§ **What the task requires**
Search the data below for the string "hardcover" and copy all lines where it shows up.

[Region pointing data]
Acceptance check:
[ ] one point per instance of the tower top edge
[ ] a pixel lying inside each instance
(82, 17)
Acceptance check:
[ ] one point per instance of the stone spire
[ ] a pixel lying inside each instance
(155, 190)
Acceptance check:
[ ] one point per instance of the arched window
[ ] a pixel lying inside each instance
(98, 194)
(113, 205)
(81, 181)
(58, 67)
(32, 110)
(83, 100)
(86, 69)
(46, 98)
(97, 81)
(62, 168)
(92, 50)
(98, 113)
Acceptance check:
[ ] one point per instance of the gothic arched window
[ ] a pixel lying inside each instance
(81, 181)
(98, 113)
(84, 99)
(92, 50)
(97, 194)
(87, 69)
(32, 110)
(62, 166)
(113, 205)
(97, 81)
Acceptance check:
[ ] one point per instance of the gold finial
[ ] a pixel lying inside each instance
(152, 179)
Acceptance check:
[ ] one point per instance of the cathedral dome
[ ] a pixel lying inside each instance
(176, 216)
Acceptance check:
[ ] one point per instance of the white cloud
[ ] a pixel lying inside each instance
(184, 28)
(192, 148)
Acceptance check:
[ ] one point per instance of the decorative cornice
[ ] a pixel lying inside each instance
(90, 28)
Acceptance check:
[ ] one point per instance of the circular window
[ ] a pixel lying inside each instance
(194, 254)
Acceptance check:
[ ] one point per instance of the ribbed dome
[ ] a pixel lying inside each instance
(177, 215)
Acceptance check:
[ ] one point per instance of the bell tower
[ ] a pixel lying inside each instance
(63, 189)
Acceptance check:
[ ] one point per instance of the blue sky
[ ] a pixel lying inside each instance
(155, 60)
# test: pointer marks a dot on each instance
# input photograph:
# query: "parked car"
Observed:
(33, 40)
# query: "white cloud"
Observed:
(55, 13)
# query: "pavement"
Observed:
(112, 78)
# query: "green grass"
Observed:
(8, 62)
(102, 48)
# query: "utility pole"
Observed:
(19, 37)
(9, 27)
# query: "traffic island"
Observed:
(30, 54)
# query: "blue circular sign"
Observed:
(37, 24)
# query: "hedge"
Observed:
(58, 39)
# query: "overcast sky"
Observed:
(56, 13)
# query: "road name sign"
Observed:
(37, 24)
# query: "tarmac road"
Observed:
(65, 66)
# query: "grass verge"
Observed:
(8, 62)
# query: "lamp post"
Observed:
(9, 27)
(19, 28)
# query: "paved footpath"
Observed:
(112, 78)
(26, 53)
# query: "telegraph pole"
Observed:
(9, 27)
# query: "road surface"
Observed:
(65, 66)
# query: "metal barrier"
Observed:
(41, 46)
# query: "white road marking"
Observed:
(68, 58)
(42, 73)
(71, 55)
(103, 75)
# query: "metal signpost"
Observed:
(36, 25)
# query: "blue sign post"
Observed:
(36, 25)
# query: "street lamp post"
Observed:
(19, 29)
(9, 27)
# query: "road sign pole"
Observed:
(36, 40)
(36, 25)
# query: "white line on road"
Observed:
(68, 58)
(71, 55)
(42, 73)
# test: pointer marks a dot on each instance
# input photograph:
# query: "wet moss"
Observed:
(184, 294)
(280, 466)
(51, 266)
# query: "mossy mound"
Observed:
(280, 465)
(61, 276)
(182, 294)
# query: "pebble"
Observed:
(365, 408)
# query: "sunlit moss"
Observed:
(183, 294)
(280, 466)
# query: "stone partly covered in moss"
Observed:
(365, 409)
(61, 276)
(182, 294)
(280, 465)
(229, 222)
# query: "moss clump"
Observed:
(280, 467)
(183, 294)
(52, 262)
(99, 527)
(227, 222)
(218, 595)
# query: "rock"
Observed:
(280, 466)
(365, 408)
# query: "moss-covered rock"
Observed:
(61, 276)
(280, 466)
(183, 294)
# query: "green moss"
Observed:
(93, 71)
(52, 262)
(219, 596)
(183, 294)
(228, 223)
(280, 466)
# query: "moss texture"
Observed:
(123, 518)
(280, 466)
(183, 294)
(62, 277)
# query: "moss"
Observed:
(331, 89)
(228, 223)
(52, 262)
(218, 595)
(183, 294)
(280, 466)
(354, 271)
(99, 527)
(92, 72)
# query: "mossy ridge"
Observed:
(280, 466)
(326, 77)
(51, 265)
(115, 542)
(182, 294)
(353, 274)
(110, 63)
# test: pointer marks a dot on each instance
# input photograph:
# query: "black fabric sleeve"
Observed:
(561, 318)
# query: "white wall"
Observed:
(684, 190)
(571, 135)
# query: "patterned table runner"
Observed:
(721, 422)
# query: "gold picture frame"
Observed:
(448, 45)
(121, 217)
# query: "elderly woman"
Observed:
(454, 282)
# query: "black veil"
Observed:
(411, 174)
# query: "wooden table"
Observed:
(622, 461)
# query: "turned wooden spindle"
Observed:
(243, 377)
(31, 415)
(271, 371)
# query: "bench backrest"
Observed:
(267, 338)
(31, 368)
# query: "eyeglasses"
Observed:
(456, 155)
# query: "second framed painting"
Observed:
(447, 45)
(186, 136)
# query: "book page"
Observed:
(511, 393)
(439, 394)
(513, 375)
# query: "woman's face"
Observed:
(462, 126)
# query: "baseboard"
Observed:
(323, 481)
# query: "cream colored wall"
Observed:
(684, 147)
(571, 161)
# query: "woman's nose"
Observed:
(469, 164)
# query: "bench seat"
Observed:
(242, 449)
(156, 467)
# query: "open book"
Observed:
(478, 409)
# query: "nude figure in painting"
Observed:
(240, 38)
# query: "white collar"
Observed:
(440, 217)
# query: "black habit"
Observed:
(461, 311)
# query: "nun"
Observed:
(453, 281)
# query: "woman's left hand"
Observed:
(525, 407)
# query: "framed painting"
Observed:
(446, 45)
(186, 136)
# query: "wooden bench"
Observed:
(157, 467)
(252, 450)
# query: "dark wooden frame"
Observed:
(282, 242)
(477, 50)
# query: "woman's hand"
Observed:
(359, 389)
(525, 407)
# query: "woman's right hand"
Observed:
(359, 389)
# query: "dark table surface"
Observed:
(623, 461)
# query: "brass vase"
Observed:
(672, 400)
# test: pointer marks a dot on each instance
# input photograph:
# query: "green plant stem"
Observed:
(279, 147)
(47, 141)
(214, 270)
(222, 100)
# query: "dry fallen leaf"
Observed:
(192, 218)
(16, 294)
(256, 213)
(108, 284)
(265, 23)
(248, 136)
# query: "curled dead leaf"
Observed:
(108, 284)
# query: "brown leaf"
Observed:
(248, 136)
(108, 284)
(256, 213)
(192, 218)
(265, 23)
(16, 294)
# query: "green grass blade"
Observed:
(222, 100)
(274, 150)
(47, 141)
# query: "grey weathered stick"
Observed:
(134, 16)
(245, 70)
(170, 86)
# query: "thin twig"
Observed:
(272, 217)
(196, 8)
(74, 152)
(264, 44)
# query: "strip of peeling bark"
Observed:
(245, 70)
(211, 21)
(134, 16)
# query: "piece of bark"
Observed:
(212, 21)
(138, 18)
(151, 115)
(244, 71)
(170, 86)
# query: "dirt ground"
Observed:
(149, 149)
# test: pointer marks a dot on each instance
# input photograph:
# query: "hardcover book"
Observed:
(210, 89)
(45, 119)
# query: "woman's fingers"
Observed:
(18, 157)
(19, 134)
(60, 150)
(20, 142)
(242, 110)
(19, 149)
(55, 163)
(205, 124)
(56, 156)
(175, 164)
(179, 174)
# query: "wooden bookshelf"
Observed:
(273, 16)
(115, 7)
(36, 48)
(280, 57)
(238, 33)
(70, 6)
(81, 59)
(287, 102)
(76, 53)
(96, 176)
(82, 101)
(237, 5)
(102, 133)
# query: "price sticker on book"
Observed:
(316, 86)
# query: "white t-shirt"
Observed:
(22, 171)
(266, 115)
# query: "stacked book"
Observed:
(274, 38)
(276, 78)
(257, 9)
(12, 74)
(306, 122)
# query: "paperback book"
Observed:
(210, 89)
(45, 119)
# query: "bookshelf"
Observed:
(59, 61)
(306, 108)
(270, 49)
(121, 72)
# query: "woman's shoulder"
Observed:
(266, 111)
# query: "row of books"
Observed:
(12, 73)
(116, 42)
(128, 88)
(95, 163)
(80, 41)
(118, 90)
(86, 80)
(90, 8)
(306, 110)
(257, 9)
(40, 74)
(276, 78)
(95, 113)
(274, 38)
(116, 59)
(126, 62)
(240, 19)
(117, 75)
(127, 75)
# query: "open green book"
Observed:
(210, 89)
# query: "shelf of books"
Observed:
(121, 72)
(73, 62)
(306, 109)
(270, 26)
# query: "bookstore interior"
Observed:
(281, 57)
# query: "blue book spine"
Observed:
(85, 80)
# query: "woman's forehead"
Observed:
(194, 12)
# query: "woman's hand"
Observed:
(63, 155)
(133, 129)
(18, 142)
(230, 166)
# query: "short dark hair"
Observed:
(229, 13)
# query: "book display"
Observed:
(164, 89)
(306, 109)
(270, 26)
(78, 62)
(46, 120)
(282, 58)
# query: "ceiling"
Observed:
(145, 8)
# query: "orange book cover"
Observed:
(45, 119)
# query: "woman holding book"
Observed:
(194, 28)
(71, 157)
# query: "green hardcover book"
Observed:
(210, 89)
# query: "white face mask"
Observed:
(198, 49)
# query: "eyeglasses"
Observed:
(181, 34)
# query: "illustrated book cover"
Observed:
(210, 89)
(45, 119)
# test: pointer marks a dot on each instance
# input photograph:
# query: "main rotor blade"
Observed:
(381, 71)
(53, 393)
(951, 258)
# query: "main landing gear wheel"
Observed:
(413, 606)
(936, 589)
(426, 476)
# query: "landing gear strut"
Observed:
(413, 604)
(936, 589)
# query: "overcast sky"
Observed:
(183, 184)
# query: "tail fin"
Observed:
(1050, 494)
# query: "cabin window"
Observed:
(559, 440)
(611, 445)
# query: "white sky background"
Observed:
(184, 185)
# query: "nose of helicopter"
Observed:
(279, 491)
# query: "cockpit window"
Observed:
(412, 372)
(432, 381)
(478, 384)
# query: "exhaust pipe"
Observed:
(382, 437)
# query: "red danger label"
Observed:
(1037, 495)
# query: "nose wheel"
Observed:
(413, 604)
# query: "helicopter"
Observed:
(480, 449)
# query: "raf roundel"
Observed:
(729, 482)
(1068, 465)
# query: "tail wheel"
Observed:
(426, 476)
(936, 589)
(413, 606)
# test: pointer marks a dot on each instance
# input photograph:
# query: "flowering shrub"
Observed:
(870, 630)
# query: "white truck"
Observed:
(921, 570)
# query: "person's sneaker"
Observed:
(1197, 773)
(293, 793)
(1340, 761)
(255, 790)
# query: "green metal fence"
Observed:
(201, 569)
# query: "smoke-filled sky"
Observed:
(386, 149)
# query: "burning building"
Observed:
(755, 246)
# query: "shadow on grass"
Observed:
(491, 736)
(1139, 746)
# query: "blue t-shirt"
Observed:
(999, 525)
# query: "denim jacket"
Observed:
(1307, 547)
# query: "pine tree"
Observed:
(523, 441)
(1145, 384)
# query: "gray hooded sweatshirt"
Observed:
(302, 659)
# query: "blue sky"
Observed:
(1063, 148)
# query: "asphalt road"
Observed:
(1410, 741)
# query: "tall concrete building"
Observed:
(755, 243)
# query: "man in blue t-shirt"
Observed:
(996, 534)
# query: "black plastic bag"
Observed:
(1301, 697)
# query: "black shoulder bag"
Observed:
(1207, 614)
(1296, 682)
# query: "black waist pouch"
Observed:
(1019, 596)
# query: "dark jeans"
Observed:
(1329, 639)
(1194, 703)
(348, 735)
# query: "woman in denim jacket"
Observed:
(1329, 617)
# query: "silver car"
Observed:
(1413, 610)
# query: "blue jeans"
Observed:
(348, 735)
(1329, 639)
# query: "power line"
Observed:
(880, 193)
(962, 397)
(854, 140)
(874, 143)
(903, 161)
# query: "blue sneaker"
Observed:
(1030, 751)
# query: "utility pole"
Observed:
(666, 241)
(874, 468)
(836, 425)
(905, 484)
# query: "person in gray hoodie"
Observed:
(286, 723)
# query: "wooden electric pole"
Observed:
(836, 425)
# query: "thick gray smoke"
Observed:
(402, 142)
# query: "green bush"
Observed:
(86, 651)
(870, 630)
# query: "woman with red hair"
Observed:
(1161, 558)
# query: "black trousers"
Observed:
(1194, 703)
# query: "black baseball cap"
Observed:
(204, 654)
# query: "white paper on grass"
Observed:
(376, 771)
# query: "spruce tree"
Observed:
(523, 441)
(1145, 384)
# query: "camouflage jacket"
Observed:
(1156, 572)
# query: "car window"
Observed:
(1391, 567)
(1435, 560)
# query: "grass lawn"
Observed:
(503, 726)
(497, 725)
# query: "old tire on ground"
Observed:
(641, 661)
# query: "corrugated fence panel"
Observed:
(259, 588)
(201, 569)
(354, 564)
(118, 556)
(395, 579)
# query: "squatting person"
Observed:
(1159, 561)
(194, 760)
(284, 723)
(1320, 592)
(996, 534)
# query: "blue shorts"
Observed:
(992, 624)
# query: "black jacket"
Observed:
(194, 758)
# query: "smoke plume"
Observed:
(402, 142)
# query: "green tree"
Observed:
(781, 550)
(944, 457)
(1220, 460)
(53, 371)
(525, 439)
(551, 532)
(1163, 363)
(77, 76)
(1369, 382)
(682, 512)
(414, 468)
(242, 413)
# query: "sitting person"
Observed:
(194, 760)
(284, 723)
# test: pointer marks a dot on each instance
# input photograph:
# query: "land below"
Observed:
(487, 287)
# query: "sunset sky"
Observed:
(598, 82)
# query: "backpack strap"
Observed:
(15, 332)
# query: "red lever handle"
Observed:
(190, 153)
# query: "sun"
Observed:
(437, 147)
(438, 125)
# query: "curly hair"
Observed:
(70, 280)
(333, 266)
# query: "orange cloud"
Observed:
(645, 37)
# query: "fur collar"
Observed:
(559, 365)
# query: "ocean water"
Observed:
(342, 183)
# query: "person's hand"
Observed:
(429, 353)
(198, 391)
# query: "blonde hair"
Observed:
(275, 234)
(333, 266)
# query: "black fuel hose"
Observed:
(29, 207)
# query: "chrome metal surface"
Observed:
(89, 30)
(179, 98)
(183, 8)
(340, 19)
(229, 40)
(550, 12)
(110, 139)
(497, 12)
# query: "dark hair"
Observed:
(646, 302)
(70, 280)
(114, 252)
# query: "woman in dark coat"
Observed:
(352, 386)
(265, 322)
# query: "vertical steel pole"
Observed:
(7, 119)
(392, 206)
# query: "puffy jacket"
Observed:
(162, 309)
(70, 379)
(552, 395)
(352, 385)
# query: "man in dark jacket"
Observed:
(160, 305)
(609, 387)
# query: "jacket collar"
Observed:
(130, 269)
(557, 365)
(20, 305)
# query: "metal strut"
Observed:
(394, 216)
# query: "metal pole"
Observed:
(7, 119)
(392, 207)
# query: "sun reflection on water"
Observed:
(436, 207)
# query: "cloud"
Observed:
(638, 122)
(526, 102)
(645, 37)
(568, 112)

§ **Response**
# query: "hardcover book"
# query: "green hardcover book"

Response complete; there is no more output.